Directive:
From the magnetic core modeling text, output the span beginning at "Conclusions" up to and including "time and resources.", reproduced word for word.
**** Document passage ****
SPICE modeling of Magnetic Core from Datasheet

Vittorio Carboni

Department of Electronics and Automatic, University of Ancona 1999/2000

SPICE simulations and analisys by Ing. Cristoforo Baldoni

1. Switching  power supply: Choice of ferrite

2. Simplified calculation of the transformer

3. Transformer for Flyback converter: Calculation example

4. Transformer for Forward converter :Calculation example

5. Windings: Supports, wires and insulation

 

On what

How

With what

Skin and proximity effects

6. Let’ s complete the design of the flyback transformer

Primary

Secondary

Conclusions

7. Appendix

8. SPICE modeling of ETD49 N67 core from datasheet

9. Bibliography

 

1. Switching  power supply: Choice of ferrite

The first step in the design of the transformer is the choice of the ferrite as physical form,  type of material and dimensions. It’s a very important choice that characterizes the project as all subsequent calculations based on it. An error of assessment may lead, at the end of designing, to realize, for example, that the dimensions are not suitable: this means start again with considerable lost of time and resources.
**** Supplied data ****
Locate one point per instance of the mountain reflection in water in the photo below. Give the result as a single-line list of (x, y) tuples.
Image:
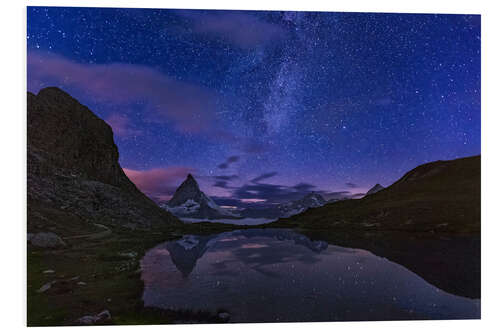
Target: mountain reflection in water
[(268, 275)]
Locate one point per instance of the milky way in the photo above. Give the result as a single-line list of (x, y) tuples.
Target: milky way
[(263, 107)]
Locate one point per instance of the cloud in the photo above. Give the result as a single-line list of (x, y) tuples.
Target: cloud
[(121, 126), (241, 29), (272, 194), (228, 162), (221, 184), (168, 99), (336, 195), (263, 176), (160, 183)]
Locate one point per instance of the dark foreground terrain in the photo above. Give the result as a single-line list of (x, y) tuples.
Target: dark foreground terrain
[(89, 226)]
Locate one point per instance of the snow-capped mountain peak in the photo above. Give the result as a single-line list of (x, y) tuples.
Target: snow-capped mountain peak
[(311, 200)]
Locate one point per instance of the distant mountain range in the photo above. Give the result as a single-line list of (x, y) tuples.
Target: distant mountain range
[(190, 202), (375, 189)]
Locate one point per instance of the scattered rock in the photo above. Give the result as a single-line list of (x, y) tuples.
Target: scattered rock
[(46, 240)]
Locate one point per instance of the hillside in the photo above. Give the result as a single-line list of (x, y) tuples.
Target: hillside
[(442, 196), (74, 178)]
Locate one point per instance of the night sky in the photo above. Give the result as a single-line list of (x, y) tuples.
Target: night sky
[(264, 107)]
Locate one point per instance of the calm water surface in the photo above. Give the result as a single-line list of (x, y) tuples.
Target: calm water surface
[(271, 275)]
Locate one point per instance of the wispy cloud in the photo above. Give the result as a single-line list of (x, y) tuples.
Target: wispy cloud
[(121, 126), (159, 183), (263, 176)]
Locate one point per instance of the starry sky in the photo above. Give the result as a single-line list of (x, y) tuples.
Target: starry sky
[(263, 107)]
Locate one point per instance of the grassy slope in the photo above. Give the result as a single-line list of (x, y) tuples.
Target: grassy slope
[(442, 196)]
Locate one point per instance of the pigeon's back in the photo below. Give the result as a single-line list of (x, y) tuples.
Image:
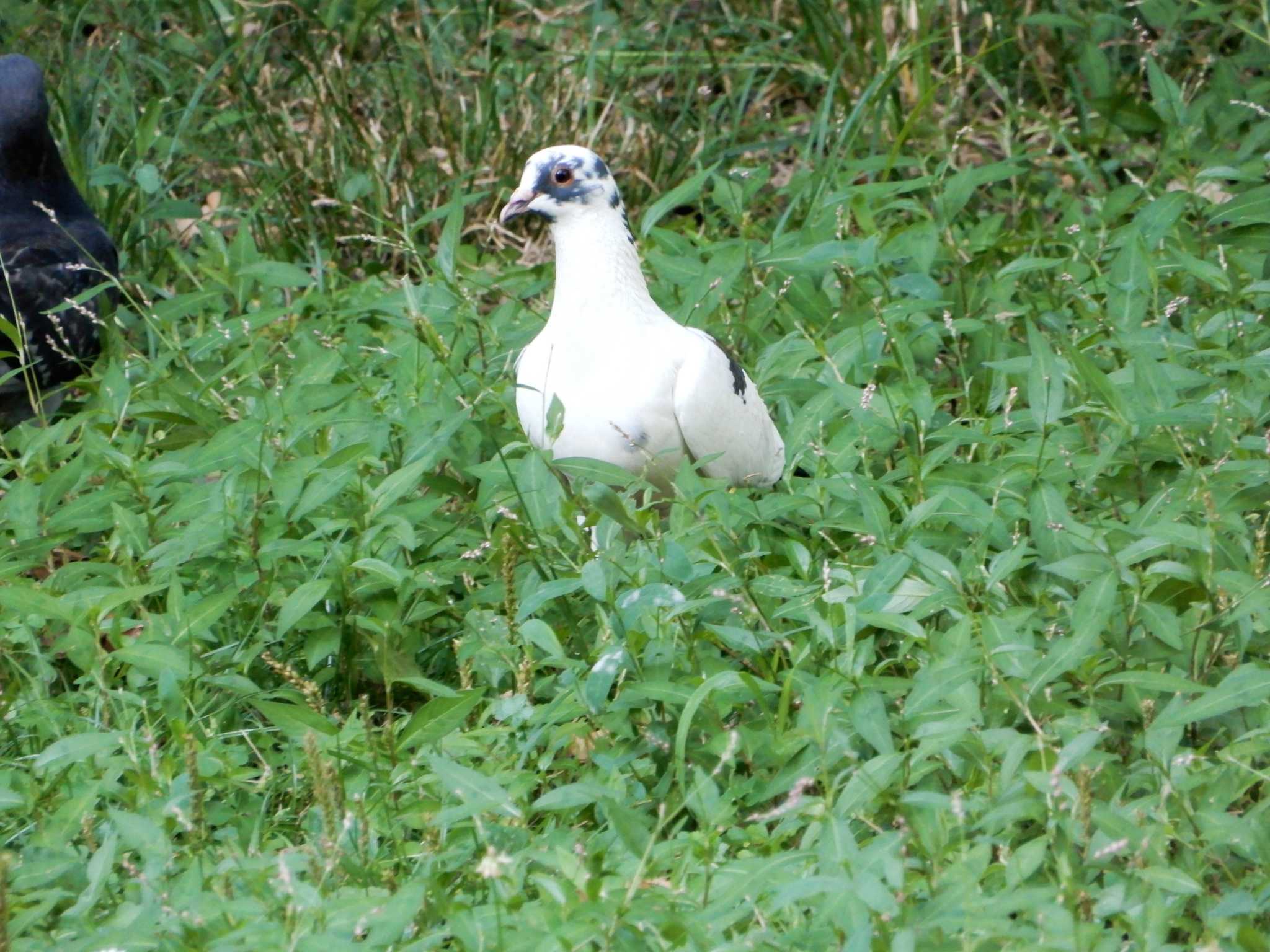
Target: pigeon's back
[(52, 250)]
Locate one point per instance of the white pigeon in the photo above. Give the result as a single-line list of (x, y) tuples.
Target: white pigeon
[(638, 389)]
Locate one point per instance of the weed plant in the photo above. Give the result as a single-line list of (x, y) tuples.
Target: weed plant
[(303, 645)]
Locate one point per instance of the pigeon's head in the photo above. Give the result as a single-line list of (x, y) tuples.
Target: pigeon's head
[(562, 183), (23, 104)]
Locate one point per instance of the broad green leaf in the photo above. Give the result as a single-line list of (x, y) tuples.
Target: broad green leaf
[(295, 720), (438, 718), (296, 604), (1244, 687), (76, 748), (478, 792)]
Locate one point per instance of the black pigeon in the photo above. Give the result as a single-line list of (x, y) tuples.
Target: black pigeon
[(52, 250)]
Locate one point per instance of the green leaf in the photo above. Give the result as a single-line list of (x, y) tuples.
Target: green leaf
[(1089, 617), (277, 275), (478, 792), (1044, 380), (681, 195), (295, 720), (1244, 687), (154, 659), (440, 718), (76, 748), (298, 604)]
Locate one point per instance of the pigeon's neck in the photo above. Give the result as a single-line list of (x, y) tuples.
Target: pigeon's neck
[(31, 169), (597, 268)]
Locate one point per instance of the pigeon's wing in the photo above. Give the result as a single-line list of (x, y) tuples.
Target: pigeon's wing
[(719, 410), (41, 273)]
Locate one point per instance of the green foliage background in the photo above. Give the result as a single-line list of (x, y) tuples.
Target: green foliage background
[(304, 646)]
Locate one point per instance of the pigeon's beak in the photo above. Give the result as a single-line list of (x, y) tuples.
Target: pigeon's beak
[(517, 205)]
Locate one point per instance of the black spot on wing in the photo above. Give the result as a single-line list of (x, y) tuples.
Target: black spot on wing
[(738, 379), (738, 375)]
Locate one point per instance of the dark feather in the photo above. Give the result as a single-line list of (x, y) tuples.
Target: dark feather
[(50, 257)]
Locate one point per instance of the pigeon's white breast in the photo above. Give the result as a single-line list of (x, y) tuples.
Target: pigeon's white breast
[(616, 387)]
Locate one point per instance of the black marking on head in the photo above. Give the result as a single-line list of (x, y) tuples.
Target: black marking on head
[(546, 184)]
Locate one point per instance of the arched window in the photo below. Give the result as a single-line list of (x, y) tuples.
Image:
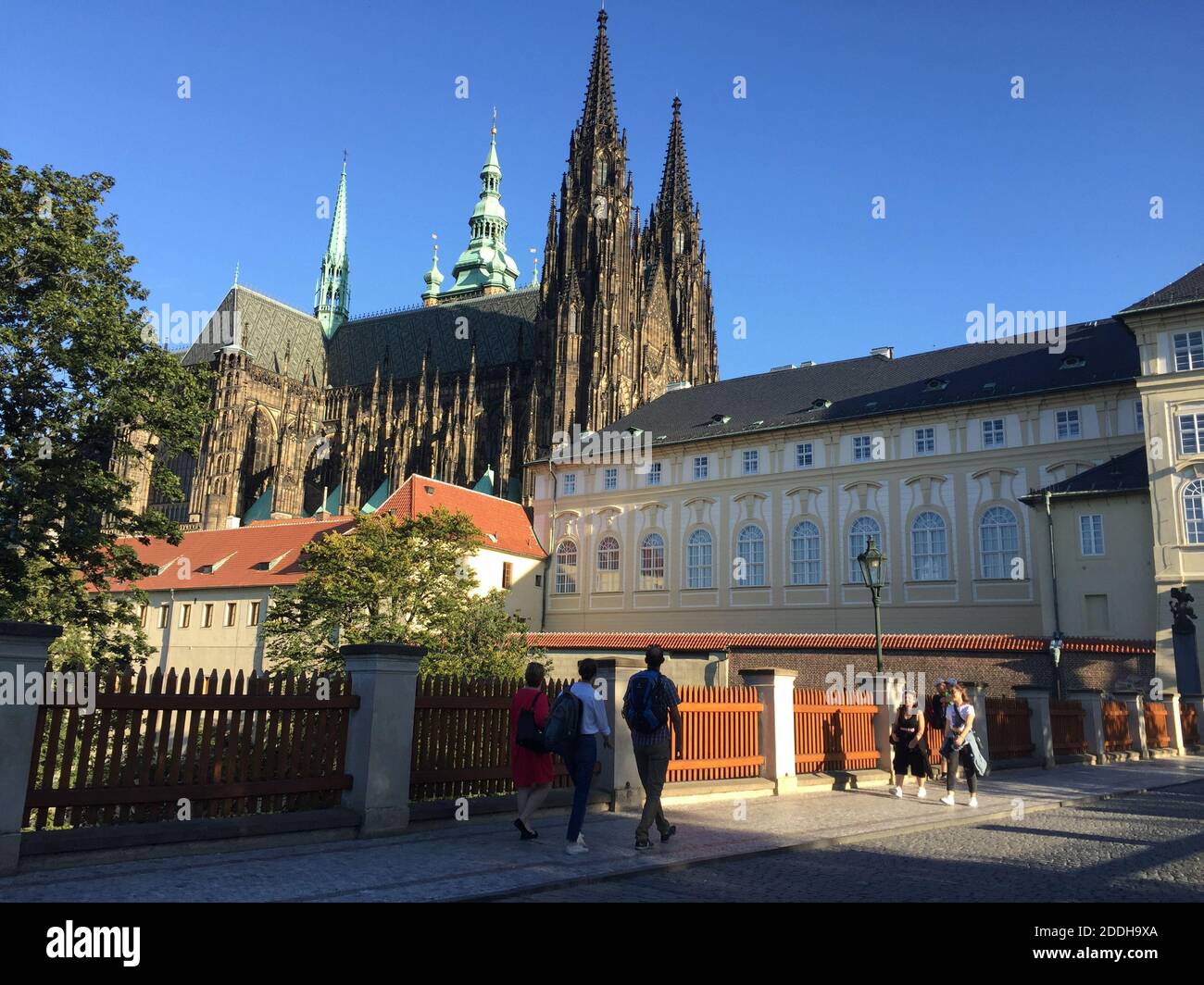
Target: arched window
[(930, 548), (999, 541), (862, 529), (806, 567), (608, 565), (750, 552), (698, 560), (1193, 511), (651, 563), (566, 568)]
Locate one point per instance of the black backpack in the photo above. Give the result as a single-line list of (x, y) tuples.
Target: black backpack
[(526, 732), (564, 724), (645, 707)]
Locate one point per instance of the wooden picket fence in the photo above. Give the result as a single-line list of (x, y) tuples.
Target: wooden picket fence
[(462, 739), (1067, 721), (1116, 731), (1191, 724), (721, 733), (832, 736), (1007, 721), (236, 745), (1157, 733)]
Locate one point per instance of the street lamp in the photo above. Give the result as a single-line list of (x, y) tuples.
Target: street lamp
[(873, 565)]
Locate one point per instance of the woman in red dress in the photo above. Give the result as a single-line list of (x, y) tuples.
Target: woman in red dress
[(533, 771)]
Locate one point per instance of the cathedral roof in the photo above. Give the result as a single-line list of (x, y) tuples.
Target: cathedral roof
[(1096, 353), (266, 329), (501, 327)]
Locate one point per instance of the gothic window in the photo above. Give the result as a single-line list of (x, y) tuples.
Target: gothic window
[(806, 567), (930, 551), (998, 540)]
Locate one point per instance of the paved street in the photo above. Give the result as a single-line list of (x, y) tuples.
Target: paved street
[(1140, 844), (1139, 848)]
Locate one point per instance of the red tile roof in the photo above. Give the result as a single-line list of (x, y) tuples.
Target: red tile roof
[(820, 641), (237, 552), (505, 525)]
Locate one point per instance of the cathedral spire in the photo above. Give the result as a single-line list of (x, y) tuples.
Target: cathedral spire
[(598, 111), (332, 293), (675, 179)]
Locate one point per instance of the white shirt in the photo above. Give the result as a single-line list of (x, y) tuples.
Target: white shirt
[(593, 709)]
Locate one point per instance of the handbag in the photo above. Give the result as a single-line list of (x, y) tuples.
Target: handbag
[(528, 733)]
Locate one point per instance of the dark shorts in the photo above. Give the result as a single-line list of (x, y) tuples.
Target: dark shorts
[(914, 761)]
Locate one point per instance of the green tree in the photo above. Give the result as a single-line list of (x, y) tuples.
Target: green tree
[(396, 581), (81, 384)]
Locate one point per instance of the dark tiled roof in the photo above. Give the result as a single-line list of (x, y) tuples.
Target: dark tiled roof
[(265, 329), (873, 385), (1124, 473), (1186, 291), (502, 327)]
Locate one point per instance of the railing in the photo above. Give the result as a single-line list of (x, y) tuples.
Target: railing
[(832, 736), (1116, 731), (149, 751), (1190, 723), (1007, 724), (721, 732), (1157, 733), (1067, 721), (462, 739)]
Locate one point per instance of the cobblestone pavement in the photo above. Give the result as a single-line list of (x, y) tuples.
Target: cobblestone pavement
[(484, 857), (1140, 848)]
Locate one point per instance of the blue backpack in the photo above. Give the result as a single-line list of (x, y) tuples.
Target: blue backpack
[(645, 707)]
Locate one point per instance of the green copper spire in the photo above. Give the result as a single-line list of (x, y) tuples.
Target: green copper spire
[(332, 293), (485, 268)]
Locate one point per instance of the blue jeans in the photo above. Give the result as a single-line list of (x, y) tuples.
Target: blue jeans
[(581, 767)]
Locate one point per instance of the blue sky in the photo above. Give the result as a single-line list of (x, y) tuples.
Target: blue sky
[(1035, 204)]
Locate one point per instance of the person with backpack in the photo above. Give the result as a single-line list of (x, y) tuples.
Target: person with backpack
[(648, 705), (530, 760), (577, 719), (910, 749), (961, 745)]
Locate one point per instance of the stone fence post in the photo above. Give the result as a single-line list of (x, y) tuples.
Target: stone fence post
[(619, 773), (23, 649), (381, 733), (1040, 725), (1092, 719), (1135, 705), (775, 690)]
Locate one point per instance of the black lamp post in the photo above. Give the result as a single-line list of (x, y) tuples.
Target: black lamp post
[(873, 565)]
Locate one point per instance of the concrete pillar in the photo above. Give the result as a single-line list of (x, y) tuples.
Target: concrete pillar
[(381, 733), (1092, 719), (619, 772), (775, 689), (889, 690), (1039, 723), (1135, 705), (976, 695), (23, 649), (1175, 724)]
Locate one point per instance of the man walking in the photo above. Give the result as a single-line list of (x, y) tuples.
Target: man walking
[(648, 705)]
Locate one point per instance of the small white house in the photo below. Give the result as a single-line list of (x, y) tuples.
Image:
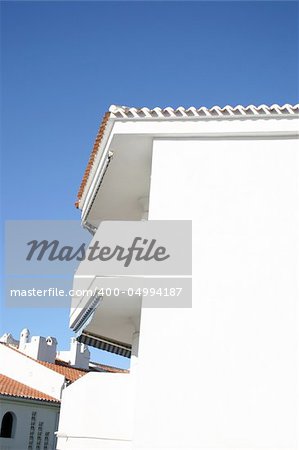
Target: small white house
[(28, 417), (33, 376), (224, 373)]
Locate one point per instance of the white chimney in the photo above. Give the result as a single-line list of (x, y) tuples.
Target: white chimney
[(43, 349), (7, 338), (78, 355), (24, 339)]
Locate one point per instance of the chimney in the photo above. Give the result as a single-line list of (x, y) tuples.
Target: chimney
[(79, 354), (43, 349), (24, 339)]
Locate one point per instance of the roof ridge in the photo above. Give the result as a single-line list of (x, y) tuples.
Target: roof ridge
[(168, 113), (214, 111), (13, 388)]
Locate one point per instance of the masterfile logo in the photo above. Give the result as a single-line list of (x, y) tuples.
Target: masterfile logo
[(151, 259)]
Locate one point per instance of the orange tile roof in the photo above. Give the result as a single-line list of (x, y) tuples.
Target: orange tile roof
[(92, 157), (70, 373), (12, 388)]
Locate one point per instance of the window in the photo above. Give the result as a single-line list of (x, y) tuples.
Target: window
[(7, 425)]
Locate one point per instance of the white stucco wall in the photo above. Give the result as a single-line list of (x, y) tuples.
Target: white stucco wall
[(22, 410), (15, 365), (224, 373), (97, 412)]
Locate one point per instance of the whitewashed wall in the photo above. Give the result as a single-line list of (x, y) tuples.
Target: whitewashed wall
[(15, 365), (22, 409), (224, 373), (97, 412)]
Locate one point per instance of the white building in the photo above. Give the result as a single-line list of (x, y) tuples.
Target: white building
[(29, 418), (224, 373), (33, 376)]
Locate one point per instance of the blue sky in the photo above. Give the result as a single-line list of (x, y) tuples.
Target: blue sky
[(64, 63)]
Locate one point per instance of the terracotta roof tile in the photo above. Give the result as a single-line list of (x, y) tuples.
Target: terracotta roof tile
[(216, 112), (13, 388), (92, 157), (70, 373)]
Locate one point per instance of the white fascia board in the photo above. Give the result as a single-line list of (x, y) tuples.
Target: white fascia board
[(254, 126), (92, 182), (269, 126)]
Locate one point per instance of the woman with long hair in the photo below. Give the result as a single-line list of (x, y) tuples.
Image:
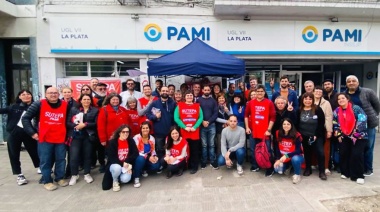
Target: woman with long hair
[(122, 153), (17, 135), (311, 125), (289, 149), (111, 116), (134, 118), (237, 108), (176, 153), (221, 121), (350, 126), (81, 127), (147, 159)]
****
Result of this exercise:
Conclusions

7. Appendix

8. SPICE modeling of ETD49 N67 core from datasheet

9. Bibliography

 

1. Switching  power supply: Choice of ferrite

The first step in the design of the transformer is the choice of the ferrite as physical form,  type of material and dimensions. It’s a very important choice that characterizes the project as all subsequent calculations based on it. An error of assessment may lead, at the end of designing, to realize, for example, that the dimensions are not suitable: this means start again with considerable lost of time and resources.